## WHAT TO WORK ON
Your answer should be only the lines below from the one with "# indicate a point on every instance of the meadow" to the one with "# indicate a point on every instance of the red", repeated exactly, ends included.

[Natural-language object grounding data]
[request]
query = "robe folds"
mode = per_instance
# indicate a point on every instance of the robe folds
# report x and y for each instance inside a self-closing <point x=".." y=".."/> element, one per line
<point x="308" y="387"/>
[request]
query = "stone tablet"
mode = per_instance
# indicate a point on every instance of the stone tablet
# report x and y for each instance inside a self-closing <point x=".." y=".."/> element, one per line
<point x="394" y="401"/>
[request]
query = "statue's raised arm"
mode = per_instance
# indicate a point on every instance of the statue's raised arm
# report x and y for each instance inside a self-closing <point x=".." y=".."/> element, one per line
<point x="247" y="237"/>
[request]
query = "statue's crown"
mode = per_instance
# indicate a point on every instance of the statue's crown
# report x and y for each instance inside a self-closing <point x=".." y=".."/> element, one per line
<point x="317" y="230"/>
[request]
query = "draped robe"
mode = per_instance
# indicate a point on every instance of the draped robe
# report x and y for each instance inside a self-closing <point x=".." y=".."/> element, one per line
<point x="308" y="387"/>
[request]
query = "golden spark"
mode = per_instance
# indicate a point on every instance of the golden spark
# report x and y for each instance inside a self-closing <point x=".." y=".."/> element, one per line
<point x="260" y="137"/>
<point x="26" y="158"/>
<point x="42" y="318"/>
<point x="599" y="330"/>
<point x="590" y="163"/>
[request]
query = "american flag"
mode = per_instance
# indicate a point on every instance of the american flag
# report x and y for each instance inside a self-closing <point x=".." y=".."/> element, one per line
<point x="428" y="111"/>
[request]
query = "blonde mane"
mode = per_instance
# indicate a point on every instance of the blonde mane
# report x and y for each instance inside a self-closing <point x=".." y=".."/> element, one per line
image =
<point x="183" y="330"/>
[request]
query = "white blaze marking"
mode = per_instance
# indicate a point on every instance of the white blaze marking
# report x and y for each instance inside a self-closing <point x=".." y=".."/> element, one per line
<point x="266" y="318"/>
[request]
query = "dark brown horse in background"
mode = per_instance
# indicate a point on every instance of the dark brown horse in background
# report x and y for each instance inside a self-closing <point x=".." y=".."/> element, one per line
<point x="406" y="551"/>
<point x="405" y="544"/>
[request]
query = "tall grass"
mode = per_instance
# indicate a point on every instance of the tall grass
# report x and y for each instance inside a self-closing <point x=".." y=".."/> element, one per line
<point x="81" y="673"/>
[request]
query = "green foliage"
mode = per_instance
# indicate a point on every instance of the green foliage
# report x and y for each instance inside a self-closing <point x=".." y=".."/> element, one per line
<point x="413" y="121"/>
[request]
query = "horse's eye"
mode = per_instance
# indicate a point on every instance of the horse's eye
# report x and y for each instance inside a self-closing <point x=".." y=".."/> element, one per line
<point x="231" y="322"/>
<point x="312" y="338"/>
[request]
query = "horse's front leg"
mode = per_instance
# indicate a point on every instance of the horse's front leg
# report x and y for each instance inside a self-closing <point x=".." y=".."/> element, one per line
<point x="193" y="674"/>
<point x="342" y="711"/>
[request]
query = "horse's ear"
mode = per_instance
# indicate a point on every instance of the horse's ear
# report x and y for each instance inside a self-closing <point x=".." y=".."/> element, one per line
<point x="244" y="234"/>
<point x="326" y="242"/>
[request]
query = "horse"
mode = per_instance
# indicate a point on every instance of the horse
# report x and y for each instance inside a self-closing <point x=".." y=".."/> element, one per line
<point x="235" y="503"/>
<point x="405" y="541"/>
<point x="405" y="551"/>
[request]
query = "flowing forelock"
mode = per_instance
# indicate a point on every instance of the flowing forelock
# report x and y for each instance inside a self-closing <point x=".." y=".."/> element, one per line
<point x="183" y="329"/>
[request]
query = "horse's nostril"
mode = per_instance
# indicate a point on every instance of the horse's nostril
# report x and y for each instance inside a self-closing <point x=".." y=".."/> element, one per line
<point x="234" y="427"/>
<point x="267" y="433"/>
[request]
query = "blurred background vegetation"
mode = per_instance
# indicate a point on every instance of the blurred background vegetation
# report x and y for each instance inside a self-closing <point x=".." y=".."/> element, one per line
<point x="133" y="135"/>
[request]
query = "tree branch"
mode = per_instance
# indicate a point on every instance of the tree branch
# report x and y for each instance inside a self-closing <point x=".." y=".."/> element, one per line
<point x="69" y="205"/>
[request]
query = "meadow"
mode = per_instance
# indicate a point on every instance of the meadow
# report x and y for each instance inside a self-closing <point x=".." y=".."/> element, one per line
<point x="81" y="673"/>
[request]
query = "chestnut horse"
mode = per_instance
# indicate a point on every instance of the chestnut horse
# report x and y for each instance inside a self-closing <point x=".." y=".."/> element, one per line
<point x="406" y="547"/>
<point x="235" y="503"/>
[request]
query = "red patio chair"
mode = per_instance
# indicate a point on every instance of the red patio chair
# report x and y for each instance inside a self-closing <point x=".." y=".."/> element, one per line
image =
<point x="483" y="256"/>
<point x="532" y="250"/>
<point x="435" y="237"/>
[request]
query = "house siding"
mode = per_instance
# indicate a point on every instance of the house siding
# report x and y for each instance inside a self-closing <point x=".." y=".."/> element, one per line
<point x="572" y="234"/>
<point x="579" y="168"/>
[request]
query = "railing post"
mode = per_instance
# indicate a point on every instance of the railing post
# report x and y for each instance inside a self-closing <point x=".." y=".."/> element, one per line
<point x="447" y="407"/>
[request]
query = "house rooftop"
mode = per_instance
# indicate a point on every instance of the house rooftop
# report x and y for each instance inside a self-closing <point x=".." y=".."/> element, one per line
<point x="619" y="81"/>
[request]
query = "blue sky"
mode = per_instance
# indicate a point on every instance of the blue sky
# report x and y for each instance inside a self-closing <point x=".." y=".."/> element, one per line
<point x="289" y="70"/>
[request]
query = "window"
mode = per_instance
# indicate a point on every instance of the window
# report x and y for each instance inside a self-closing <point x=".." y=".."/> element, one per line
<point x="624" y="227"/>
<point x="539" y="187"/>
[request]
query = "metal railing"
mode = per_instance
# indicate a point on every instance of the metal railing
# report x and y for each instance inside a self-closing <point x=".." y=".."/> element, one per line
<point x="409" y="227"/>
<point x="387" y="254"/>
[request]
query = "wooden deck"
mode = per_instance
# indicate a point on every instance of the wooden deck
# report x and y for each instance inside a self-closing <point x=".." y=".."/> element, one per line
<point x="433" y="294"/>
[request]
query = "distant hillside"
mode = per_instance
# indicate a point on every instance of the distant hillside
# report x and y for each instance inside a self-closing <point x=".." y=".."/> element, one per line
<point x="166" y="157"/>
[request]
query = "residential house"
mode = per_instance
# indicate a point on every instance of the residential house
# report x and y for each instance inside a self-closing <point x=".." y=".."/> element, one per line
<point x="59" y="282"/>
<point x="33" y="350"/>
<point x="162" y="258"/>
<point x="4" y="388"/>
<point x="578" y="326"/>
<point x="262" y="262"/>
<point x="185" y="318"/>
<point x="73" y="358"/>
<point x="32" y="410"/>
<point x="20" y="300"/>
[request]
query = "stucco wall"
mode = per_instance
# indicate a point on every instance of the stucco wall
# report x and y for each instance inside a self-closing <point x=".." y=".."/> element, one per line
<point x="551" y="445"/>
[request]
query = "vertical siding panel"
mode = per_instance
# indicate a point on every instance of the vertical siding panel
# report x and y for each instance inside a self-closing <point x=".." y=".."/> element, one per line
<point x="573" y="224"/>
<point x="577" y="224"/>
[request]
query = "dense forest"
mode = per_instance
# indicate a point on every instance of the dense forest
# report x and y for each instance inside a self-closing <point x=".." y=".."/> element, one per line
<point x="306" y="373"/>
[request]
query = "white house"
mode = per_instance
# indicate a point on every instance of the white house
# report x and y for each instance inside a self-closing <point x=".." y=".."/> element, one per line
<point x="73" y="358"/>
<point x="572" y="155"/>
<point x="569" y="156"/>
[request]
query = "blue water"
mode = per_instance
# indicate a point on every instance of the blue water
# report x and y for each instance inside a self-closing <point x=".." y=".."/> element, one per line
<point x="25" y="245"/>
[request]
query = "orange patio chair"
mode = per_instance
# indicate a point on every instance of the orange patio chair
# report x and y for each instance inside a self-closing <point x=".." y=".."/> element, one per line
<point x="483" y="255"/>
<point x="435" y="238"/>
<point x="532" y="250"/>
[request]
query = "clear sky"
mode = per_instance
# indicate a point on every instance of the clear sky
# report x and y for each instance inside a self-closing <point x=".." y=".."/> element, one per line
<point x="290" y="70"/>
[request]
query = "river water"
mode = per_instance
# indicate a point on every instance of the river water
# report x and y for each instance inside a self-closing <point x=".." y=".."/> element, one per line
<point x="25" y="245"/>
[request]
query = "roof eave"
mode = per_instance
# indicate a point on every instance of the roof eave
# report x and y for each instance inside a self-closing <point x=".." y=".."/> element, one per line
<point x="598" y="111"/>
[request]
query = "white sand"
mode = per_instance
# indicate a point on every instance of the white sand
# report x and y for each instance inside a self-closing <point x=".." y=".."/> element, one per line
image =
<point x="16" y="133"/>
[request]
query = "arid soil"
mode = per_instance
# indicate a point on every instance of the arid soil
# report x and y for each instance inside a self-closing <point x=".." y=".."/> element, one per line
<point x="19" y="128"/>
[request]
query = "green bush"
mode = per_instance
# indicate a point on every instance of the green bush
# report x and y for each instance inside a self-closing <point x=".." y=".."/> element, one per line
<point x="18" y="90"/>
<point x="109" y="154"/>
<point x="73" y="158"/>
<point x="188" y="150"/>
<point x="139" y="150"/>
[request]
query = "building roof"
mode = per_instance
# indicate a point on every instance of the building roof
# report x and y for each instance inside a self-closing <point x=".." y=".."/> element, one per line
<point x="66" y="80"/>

## YOUR SOLUTION
# indicate a point on every instance of the meadow
# report x and y for each instance inside a self-closing <point x=".." y=".."/> element, one per line
<point x="81" y="673"/>
[request]
query = "chestnut horse"
mode = per_instance
# indicate a point on every instance of the chestnut horse
# report x and y for each instance inside a self-closing <point x=".." y=".."/> element, one per line
<point x="406" y="547"/>
<point x="235" y="503"/>
[request]
query = "red patio chair"
mode = per_instance
# indicate a point on every instance of the red patio chair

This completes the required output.